(DATA ENTRIES):
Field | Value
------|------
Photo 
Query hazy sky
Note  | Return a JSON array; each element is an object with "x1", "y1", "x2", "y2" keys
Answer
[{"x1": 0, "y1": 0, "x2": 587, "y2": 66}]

(BRIEF): Rewrite the records, changing "hazy sky" to "cloudy sky" and leaving every other line unchanged.

(RESULT OF THE TASK):
Field | Value
------|------
Photo 
Query cloudy sky
Note  | Return a JSON array; each element is an object with "x1", "y1", "x2", "y2" keys
Answer
[{"x1": 0, "y1": 0, "x2": 587, "y2": 66}]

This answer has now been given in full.